STATED TASK 1.
In the passage on the Revolutionary Workers League, in what year was the group founded?

SUPPLIED PASSAGE.
____________________

The Revolutionary Workers League is a small Trotskyist group formed in the United States in the late 1970s. The RWL still has about 20 active members.

History 

The RWL was founded in 1976 by Peter Sollenberger and Leland Sanderson two former Harvard graduate students from Detroit. Although Sollenberger and Sanderson were briefly contacts of the Spartacist League, neither of them was ever a member. They organized among clerical workers at the University of Michigan, Ann Arbor as well as among LGBT rights groups. In 1981 they absorbed the Socialist League (Democratic-Centralist), a group of ex-adherents of Tim Wohlforth that had been expelled from the Workers League of the United States in the mid-1970s. The SL(DC), shrinking since its formation, led by Steve Zeltzer, and had its main base in San Francisco. By 1982 the RWL was credited with about 40 members.

The RWL supported anti-administration forces within the United Auto Workers. They backed the United Front Caucus in the November 1982 elections in Local 600 at River Rouge, Michigan, which secured 10% of the vote. It was unclear how many members the RWL had within Local 600. The RWL also worked within the Peace & Freedom Party in California. There they formed a bloc with members of the Internationalist Workers Party (Fourth International) at the August 1984 convention against a majority dominated by the Communist Party USA.

Negotiations had been opened up between the RWL and the IWP(FI) since October 1982. The RWL participated in the IWP(FI)s Emergency National Trotskyist Conference in 1983 and accepted the IWP(FI)s invitation to participate in the Morenoist  International Workers League (Fourth International) world congress in 1984. the RWL had been affiliated with Alan Thornetts Trotskyist International Liaison Committee from the late 1970s until at least after the Falklands War of 1982. In the summer of 1984, RWL members participated in the founding conference of the International Trotskyist Committee for the Political Regeneration of the Fourth International (ITC).

____________________

SOURCE MATERIAL.
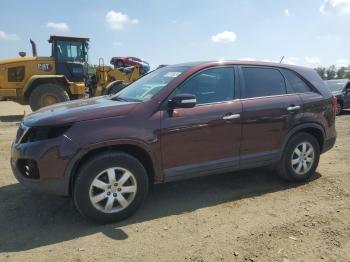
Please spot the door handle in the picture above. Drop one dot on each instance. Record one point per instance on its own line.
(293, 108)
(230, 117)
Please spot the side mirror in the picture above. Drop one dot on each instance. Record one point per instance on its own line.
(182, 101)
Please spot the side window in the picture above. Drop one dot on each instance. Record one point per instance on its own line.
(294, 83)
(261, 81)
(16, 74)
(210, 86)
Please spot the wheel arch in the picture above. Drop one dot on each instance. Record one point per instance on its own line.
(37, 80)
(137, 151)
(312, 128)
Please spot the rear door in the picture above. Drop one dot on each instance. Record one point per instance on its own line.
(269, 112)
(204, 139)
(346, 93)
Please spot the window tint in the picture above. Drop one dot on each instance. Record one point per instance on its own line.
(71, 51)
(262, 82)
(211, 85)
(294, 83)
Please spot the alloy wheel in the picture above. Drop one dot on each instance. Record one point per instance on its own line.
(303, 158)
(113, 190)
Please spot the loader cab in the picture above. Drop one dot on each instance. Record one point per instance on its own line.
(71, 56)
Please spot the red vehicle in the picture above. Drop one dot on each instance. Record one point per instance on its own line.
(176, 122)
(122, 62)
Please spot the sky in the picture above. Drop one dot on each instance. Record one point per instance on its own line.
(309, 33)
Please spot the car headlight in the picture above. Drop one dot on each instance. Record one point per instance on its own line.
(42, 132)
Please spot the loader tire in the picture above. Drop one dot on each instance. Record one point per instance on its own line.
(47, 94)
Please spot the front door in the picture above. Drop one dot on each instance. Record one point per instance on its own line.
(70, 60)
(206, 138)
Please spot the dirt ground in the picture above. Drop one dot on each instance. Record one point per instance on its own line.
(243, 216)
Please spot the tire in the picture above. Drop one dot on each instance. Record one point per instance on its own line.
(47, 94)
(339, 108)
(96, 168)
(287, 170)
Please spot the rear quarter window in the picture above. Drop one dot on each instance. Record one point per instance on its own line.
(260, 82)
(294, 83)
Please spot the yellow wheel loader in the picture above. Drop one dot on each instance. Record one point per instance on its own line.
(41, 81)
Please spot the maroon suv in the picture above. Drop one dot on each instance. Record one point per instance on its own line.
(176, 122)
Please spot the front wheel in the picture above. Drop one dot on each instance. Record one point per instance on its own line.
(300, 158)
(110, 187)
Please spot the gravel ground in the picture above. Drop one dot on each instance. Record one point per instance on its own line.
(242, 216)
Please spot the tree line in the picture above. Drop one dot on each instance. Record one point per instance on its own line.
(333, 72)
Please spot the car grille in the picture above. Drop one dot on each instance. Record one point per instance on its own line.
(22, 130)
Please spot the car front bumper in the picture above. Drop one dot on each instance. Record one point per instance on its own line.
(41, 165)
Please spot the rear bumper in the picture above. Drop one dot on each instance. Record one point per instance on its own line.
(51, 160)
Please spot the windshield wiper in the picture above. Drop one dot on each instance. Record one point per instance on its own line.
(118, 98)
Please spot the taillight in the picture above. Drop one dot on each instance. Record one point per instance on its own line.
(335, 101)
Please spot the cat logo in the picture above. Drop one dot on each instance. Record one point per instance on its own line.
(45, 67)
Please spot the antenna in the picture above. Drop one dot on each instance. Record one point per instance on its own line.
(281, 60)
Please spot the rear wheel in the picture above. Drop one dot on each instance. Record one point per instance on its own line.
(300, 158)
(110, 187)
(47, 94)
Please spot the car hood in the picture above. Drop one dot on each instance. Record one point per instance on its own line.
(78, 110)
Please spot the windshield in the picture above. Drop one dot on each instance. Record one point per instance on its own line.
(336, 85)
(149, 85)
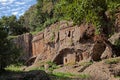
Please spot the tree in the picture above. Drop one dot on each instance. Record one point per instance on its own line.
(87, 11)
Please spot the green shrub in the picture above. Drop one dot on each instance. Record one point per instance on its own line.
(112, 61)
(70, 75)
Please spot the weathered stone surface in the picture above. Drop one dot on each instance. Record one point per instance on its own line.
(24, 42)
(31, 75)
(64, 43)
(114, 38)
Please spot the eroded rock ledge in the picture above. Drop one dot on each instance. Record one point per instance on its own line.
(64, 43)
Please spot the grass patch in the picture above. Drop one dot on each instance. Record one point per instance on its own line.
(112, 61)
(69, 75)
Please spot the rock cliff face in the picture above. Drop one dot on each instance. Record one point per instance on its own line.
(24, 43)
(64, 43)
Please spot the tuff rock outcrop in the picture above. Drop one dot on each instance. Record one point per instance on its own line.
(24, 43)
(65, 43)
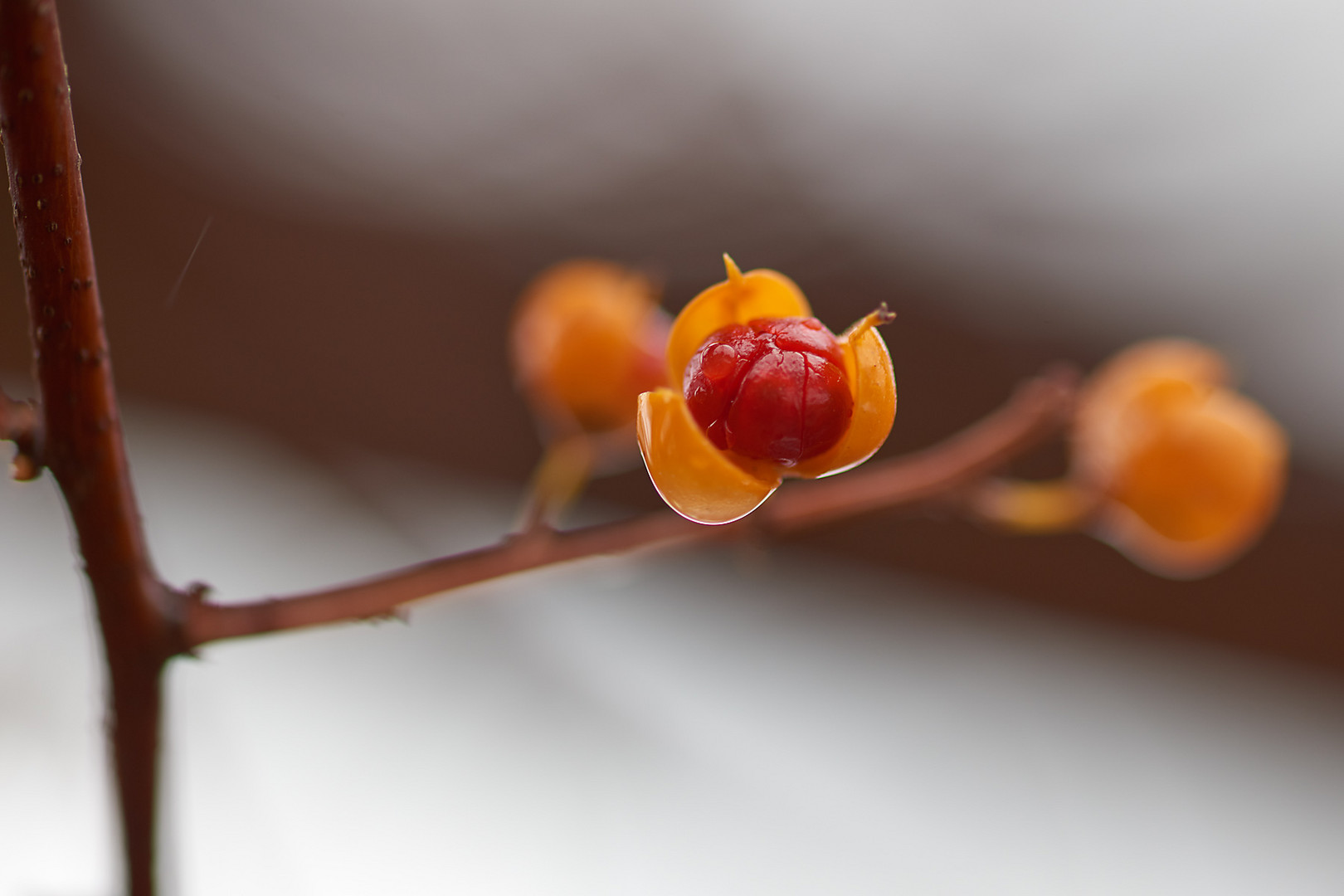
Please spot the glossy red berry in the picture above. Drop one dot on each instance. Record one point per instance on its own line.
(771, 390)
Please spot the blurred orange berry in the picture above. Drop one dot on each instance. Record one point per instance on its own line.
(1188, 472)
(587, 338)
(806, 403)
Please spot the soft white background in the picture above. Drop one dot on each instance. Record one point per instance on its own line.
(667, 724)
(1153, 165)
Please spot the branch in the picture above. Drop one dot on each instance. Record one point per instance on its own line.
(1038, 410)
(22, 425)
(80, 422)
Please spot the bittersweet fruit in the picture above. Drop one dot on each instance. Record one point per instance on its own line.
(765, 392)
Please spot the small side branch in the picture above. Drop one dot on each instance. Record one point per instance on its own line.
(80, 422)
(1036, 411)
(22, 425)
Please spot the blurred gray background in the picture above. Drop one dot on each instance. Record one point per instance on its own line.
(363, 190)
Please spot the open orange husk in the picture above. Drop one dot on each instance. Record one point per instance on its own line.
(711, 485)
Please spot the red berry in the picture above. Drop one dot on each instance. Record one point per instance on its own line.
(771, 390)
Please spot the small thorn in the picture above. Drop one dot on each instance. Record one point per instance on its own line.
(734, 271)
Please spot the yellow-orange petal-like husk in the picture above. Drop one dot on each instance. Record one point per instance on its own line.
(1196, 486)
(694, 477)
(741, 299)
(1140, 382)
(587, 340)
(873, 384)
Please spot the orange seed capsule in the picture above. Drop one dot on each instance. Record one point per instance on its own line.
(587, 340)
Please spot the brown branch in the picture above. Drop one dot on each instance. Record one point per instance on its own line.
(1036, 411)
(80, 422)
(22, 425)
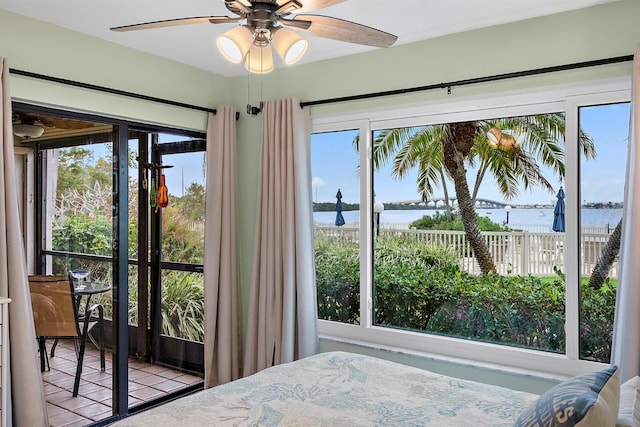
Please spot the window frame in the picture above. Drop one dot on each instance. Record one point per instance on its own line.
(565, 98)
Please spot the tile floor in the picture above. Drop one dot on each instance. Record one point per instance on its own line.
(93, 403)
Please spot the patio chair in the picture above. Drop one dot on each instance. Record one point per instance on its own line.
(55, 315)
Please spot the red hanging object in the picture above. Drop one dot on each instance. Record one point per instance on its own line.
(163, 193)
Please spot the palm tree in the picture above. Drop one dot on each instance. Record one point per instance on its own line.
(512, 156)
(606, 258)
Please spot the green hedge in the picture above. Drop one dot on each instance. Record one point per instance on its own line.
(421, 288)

____________________

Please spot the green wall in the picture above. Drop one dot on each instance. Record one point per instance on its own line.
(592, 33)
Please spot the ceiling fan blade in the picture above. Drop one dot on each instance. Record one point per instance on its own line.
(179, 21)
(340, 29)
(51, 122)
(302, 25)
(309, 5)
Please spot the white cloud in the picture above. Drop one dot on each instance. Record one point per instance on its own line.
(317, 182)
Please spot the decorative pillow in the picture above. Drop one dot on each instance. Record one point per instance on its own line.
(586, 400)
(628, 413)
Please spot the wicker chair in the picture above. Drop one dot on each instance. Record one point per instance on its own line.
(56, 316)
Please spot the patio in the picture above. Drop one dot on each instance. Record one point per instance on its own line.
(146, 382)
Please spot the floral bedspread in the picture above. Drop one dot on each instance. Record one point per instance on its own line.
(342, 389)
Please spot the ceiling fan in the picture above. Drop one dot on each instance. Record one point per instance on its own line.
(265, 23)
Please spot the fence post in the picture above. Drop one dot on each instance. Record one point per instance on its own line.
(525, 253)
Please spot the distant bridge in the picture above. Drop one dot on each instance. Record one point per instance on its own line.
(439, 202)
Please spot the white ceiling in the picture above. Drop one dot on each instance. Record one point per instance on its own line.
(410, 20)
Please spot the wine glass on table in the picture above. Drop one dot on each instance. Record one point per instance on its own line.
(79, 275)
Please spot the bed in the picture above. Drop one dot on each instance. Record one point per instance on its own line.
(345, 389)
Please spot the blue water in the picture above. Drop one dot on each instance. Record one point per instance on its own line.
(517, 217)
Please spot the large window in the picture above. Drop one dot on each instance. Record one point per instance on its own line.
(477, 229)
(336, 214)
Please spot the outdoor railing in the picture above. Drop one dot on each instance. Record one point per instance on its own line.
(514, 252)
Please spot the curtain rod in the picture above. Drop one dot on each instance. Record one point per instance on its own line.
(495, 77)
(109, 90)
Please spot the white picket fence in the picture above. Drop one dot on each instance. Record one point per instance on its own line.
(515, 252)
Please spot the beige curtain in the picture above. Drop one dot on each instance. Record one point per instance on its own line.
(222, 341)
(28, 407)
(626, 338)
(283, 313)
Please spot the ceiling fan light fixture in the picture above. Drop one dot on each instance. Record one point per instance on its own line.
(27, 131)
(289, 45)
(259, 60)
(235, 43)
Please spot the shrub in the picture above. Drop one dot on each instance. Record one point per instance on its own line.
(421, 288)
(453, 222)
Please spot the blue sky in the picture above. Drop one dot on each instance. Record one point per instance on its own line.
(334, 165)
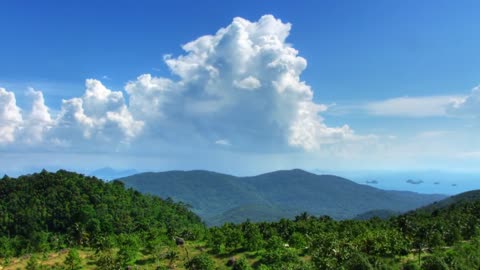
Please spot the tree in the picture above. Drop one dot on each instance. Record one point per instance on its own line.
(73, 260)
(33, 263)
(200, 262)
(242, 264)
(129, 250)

____________________

STATED TASK 2.
Please pick out every line of the records containing the string "front", and copy each one. Treat case as significant.

TASK RESULT 1.
1976

TASK RESULT 2.
Please spot the front door in the picture above. Drop one dot on each instance. Record one point per instance on its own line.
Please spot the front wheel in the picture above. Drop one dot on each instance. Record one point per instance on its own line.
Please spot the car front bumper in the picture above. Drop one dot on each instance. Record one point per instance on its own line.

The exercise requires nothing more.